## TASK DESCRIPTION
Reproduce every entry exactly as shown.
======== GIVEN DATA
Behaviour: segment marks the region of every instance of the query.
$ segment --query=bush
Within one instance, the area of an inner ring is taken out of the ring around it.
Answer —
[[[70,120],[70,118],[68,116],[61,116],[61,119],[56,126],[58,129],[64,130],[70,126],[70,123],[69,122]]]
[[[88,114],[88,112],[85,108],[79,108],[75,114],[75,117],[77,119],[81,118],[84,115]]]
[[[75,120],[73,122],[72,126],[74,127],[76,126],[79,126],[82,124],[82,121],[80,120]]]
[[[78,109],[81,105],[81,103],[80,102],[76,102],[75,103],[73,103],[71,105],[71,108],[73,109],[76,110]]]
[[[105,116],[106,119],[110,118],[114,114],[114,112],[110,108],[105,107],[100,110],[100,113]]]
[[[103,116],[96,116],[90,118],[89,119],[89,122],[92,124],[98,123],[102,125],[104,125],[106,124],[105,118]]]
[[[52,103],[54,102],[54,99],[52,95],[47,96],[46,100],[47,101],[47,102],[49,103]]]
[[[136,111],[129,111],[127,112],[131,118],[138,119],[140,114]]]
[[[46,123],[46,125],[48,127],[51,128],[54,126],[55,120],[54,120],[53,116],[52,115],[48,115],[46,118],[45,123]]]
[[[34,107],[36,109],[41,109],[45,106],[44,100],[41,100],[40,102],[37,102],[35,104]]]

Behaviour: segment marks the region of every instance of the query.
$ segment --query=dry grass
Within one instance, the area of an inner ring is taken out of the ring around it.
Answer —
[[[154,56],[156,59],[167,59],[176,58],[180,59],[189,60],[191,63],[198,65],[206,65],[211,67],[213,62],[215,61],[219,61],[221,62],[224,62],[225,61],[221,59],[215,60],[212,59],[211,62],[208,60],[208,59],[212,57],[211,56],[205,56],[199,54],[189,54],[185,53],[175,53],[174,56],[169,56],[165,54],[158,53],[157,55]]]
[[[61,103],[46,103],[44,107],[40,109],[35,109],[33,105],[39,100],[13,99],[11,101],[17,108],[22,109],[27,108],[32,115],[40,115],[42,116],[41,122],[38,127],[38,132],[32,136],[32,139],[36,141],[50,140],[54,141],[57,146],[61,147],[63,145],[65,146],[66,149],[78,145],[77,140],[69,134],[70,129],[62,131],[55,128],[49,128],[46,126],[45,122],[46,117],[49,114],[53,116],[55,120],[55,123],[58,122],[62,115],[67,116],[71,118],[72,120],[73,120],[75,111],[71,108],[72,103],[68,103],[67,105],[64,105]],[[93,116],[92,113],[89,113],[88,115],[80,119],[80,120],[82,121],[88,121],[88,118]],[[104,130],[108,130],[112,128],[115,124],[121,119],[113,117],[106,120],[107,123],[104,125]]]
================
## FULL SOLUTION
Behaviour: segment marks the region of every instance of the query.
$ segment --query=bush
Within one instance, the area of an inner ring is taken out of the ring around it.
Answer —
[[[70,120],[70,118],[68,116],[61,116],[61,119],[56,126],[58,129],[64,130],[70,126],[70,123],[69,122]]]
[[[88,114],[88,112],[85,108],[79,108],[75,114],[75,117],[77,119],[81,118],[84,115]]]
[[[75,120],[73,122],[72,126],[74,127],[76,126],[79,126],[82,124],[82,121],[80,120]]]
[[[78,109],[81,105],[81,103],[80,102],[76,102],[75,103],[73,103],[71,105],[71,108],[73,109],[76,110]]]
[[[105,116],[106,119],[110,118],[114,114],[114,112],[110,108],[105,107],[100,110],[100,113]]]
[[[103,116],[96,116],[90,118],[89,119],[89,122],[92,124],[98,123],[102,125],[104,125],[106,124],[105,118]]]
[[[52,103],[54,102],[54,99],[52,95],[47,96],[46,100],[47,101],[47,102],[49,103]]]
[[[136,111],[129,111],[127,112],[131,118],[138,119],[140,114]]]
[[[46,123],[46,125],[48,127],[51,128],[54,126],[55,120],[54,120],[53,116],[52,115],[48,115],[46,118],[45,123]]]
[[[34,107],[36,109],[41,109],[45,106],[44,100],[41,100],[40,102],[37,102],[35,104]]]

Behaviour: segment marks the region of every instance of the query.
$ segment --query=dry grass
Within one instance, the area of an inner ring is taken out of the ring around it.
Answer —
[[[154,56],[156,59],[167,59],[176,58],[180,59],[189,60],[191,63],[198,65],[206,65],[211,67],[213,62],[215,61],[219,61],[221,62],[224,62],[225,61],[221,59],[215,60],[212,59],[211,62],[208,60],[208,59],[212,57],[211,56],[205,56],[199,54],[189,54],[185,53],[175,53],[174,56],[169,56],[165,54],[158,53],[157,55]]]
[[[61,103],[46,103],[44,107],[40,109],[35,109],[33,105],[39,100],[13,99],[11,101],[17,108],[22,109],[27,108],[32,115],[40,115],[42,116],[41,122],[38,127],[38,132],[32,136],[32,139],[36,141],[50,140],[54,141],[57,146],[61,147],[63,145],[65,146],[66,149],[78,145],[77,140],[69,134],[70,129],[62,131],[55,128],[49,128],[46,126],[45,122],[46,117],[49,114],[53,116],[55,120],[55,123],[58,122],[62,115],[67,116],[71,118],[72,120],[73,120],[75,111],[71,108],[72,103],[68,103],[67,105],[64,105]],[[93,116],[92,113],[89,113],[88,115],[80,119],[80,120],[82,121],[88,121],[88,118]],[[104,130],[108,130],[112,128],[115,124],[121,119],[113,117],[106,120],[107,123],[104,125]]]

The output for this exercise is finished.